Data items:

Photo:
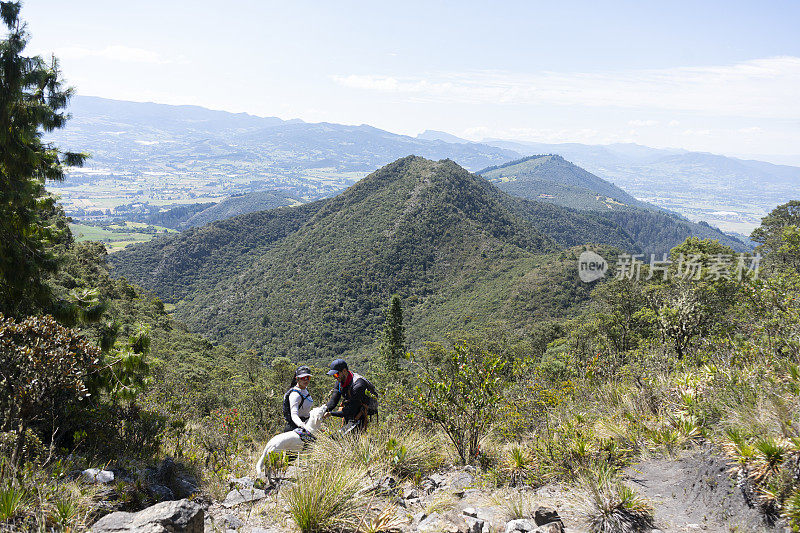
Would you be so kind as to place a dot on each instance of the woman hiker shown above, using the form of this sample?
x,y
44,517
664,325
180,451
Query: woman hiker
x,y
297,401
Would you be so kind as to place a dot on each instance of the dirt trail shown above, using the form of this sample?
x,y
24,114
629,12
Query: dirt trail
x,y
695,493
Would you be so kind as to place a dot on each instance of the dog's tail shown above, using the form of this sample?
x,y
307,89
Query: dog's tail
x,y
260,463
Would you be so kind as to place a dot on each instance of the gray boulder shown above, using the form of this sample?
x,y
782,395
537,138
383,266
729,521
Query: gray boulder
x,y
181,516
522,525
437,523
95,475
241,483
552,527
161,493
239,496
545,515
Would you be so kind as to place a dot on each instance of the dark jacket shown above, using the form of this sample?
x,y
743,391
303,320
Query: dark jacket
x,y
354,396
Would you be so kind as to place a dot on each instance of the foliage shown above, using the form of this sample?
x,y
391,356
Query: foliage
x,y
31,101
770,233
325,496
45,369
392,348
460,389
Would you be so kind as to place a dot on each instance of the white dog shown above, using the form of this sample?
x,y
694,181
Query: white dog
x,y
289,441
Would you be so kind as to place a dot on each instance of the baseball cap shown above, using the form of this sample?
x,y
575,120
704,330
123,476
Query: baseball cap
x,y
337,366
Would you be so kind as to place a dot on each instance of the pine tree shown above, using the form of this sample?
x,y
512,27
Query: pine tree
x,y
31,102
393,343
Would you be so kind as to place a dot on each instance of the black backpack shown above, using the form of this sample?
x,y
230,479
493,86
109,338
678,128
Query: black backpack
x,y
287,411
372,398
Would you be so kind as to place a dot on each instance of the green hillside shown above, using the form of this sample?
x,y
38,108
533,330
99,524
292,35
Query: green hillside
x,y
312,281
240,205
552,179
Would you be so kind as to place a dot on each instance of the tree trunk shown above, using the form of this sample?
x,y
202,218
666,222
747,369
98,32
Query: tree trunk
x,y
20,443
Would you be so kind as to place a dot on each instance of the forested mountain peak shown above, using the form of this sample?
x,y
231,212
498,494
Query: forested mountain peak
x,y
315,278
517,176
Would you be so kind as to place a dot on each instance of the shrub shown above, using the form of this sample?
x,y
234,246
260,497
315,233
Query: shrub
x,y
45,368
461,392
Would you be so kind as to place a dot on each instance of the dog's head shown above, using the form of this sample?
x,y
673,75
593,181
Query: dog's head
x,y
315,418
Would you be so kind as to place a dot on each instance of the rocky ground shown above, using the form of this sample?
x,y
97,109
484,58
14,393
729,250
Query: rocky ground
x,y
693,492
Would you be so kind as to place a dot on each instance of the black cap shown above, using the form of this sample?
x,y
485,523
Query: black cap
x,y
337,366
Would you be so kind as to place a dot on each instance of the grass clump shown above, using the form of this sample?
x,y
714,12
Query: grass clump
x,y
11,501
613,507
514,507
325,496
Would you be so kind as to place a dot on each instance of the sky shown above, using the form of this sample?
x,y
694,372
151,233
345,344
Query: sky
x,y
722,77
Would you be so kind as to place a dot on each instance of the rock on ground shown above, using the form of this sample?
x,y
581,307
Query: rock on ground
x,y
181,516
695,493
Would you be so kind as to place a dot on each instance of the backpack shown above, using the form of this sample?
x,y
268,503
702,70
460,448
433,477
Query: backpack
x,y
287,410
372,398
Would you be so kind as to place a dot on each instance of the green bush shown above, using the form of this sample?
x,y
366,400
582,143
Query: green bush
x,y
461,391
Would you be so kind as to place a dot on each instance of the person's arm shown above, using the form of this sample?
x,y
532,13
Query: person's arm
x,y
357,398
294,406
333,402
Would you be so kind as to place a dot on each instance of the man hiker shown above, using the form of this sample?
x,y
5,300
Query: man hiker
x,y
360,399
297,404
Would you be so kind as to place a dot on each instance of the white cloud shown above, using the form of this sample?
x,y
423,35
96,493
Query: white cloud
x,y
756,88
125,54
642,122
695,133
545,135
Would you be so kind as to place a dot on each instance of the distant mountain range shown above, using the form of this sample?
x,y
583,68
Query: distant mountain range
x,y
312,281
552,179
174,155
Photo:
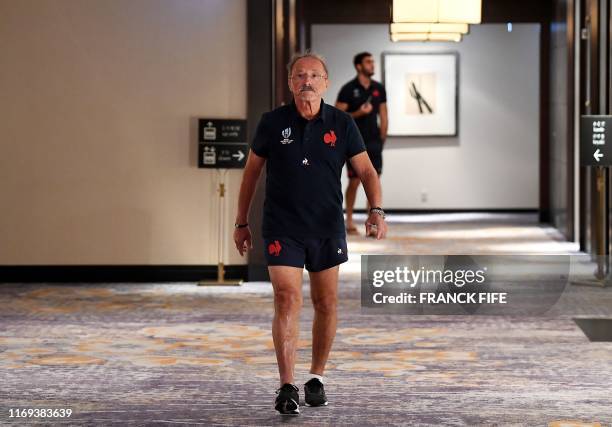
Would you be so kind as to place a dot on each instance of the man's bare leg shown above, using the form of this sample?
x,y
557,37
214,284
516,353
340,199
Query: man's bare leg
x,y
350,196
287,284
324,295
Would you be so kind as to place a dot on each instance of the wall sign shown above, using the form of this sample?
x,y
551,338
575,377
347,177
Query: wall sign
x,y
222,143
595,131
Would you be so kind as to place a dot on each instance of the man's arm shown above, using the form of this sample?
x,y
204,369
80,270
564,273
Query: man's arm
x,y
366,108
371,184
252,170
384,121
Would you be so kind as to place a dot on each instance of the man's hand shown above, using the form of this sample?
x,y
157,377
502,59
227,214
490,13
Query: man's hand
x,y
376,226
242,239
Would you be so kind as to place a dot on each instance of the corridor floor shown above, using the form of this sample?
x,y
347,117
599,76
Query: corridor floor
x,y
148,354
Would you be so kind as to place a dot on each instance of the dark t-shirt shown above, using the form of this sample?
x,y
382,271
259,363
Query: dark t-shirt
x,y
354,94
303,167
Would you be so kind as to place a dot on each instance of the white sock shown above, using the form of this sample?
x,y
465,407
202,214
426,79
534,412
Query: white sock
x,y
319,377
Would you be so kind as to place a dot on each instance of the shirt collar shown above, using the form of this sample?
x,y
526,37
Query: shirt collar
x,y
323,111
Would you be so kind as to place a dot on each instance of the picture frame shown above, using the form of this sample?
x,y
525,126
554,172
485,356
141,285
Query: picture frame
x,y
422,93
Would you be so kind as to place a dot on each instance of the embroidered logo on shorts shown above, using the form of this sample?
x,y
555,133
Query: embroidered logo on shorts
x,y
286,133
330,138
274,248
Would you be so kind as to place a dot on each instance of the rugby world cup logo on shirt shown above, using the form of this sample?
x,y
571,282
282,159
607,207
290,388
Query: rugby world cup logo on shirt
x,y
330,138
286,133
274,248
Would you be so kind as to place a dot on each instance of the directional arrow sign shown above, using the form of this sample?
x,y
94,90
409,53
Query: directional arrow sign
x,y
596,141
239,155
222,156
598,155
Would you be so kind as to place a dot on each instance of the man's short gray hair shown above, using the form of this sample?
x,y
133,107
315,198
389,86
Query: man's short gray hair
x,y
306,54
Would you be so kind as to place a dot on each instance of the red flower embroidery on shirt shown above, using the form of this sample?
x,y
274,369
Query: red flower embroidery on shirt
x,y
274,248
330,138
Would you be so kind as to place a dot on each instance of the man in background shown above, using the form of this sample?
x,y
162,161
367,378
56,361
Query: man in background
x,y
364,99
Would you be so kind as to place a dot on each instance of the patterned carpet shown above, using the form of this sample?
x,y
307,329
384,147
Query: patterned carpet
x,y
155,354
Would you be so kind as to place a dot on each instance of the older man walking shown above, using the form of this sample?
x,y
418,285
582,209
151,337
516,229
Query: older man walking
x,y
304,146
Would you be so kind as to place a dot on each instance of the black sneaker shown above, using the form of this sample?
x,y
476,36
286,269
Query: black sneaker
x,y
287,401
315,393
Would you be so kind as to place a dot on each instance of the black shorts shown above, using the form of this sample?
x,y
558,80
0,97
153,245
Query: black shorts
x,y
374,153
315,253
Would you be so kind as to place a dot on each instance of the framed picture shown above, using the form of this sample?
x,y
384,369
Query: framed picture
x,y
422,93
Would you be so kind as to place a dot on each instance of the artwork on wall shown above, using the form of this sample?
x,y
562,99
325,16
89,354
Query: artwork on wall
x,y
422,93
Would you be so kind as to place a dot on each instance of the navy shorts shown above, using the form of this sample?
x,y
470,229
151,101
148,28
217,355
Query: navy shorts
x,y
317,254
374,150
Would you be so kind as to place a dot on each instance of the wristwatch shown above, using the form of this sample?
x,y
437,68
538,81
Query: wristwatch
x,y
378,211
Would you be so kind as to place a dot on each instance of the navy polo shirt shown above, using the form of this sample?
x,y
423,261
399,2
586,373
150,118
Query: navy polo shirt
x,y
304,161
354,94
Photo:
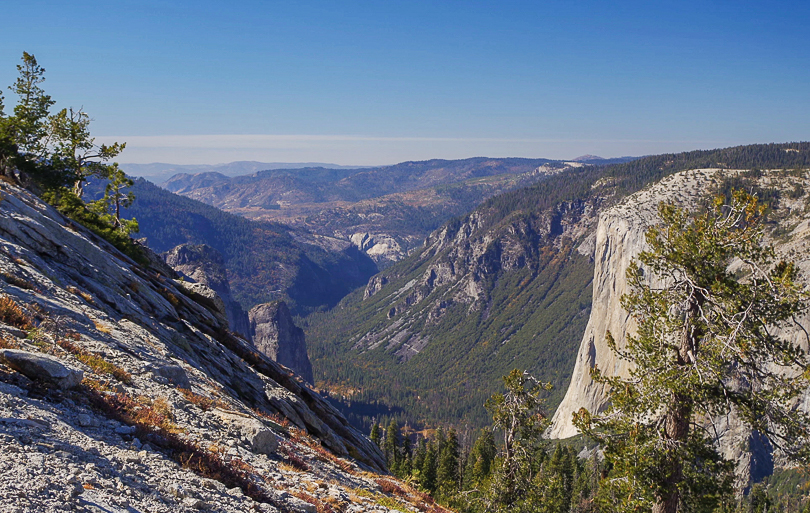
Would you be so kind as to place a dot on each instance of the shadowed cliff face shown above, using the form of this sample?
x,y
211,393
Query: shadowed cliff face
x,y
275,335
619,240
163,379
203,264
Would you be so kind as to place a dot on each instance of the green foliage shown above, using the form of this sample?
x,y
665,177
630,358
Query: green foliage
x,y
374,436
705,347
53,152
532,316
520,475
98,221
265,261
74,153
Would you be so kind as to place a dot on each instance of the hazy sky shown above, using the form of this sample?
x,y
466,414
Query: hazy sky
x,y
385,81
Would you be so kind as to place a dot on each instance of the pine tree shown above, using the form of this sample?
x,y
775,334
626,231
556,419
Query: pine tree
x,y
706,346
480,460
517,414
427,474
391,444
447,471
375,434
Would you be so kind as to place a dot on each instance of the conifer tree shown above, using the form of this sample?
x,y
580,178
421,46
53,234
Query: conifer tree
x,y
517,414
391,444
480,460
707,345
374,436
447,468
427,474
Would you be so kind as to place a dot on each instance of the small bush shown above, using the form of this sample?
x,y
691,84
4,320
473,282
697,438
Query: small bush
x,y
390,487
84,295
8,343
12,314
17,281
293,459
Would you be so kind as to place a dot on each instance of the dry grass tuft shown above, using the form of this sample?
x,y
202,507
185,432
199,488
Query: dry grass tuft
x,y
151,423
12,314
96,362
202,402
391,487
103,328
321,507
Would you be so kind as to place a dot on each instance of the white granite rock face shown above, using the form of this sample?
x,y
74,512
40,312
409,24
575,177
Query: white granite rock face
x,y
160,349
619,239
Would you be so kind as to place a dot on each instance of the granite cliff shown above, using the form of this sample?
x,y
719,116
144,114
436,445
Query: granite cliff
x,y
121,389
619,238
275,335
203,264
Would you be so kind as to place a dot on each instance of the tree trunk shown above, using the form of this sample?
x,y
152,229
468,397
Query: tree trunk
x,y
679,413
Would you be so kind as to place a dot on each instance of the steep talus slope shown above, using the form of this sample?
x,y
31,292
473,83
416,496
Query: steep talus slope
x,y
175,413
620,238
505,286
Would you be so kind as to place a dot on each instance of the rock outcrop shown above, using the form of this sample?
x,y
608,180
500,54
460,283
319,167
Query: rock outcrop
x,y
275,335
37,366
203,265
174,412
379,246
619,239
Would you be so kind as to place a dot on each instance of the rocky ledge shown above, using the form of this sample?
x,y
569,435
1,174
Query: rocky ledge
x,y
120,392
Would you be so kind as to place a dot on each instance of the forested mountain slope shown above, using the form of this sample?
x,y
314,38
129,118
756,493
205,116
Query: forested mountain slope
x,y
265,261
121,392
385,211
505,286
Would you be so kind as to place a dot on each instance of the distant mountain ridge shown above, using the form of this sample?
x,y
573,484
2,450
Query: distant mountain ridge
x,y
507,285
158,172
386,211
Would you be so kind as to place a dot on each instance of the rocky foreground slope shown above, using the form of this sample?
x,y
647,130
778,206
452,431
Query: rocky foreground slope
x,y
122,390
620,238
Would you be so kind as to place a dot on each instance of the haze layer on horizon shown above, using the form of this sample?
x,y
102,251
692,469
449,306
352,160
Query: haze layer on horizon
x,y
371,83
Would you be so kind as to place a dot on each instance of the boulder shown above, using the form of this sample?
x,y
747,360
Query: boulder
x,y
42,368
174,374
261,439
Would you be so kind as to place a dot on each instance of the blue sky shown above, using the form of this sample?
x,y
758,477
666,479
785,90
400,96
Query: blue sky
x,y
386,81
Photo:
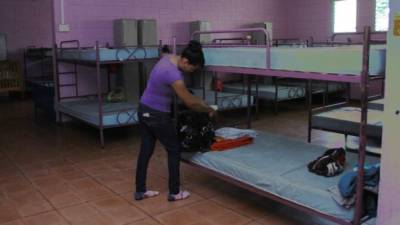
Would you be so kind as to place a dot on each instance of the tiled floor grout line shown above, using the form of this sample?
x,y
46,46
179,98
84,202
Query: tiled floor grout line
x,y
38,191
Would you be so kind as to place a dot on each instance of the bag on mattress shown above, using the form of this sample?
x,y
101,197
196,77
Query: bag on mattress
x,y
195,131
331,163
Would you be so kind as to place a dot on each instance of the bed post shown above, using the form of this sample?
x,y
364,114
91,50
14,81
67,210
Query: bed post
x,y
99,96
248,101
57,89
309,109
275,81
175,100
257,101
215,79
364,85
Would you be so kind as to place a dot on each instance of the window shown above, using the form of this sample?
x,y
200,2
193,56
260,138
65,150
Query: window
x,y
345,16
381,15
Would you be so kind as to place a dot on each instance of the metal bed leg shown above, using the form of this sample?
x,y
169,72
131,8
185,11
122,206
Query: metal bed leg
x,y
309,109
325,95
348,93
257,99
248,102
363,127
215,78
101,131
276,96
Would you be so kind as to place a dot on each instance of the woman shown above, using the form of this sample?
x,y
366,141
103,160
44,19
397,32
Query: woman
x,y
155,116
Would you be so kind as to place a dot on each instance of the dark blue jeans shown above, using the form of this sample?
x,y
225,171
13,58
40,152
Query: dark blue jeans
x,y
156,125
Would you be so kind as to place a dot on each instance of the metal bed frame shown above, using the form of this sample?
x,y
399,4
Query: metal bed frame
x,y
98,65
324,108
363,80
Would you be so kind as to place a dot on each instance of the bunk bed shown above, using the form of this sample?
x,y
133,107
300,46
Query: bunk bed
x,y
95,110
11,77
343,119
274,166
224,100
39,78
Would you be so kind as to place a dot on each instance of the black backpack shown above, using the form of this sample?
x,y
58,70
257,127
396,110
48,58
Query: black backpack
x,y
195,131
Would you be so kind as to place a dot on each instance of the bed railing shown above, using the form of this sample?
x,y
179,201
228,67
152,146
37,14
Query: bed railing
x,y
132,51
245,30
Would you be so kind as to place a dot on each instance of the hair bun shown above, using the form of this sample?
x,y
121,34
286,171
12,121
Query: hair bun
x,y
195,46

▶ **Problem details**
Reproduce the lines of the entries above exactly, but only from the line containing "the bed railing" through the final line.

▶ **Result for this task**
Would you be so kind as to place a dot on each instance of the bed railing shown above, using the form of this sample?
x,y
179,201
228,67
152,146
37,14
Query: bed railing
x,y
132,51
245,30
Would you be so kind as to place a dot on each instance of the hair bun shown above, using the form of this sample?
x,y
121,34
286,171
12,121
Query: hair bun
x,y
195,46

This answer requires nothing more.